Document excerpt
==*==
Chicago's Sears Tower was the world's tallest building when it was completed in
1973, but in the following decades consumers increasingly turned to e-commerce
and brick-and-mortar rivals such as Walmart Inc and Target Corp.
Lampert and his hedge fund ESL Investments Inc own just shy of 50 percent of
Sears' shares and are its biggest creditor, with about $2.5 billion owed to the
executive and funds he controls.
LAMPERT'S INVESTMENTS
One of the lingering questions for investors has revolved around the value of
Sears' assets, which include prime real estate.
The company sold 235 of its best stores for $2.7 billion to a Lampert-created
company, Seritage Growth Properties. Lampert also became Land's End Inc's
biggest shareholder when the clothing manufacturer was spun out of Sears in
2014.
Those deals could be subjected to new scrutiny by Sears' creditors in bankruptcy
court.
==*==
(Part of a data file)
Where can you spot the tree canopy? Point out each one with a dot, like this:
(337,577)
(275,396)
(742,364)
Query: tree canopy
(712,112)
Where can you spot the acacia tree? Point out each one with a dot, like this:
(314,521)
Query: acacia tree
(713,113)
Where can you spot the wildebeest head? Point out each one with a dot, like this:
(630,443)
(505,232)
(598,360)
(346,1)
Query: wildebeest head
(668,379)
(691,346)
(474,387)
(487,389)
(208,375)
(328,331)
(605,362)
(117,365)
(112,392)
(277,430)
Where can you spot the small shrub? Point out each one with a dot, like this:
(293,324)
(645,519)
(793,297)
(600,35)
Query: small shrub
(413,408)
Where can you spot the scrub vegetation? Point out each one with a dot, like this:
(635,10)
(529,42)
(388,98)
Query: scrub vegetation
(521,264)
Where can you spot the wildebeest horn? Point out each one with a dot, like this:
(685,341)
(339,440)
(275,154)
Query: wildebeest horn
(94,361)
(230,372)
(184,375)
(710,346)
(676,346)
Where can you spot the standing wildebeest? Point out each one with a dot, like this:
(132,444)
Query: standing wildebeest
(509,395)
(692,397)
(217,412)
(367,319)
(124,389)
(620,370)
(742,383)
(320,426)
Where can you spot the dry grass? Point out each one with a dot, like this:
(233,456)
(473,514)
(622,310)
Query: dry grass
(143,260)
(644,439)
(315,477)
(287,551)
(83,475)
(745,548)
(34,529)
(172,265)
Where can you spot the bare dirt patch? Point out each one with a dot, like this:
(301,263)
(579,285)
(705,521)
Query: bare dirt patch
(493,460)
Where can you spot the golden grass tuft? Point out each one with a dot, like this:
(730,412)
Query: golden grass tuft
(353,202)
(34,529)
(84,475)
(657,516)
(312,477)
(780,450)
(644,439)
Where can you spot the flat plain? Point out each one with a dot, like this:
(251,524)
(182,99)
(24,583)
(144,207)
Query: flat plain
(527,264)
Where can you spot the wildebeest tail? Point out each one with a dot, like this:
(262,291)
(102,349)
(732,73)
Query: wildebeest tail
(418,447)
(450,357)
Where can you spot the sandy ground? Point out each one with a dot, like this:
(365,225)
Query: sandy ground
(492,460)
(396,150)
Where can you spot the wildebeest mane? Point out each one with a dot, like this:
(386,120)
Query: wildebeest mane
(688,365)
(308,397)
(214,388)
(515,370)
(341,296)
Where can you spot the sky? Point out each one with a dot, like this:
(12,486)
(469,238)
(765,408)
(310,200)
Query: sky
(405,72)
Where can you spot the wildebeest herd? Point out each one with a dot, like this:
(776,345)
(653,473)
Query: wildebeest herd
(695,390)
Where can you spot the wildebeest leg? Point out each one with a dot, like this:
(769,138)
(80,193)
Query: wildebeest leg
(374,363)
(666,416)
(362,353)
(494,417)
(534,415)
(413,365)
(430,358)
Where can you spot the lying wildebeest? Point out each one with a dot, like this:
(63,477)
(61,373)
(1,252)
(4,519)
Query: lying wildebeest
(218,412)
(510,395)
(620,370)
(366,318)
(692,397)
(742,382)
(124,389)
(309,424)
==*==
Task directions
According to the Sears excerpt, how much did Sears receive when it sold 235 of its best stores? None of the lines are needed here.

Answer
$2.7 billion.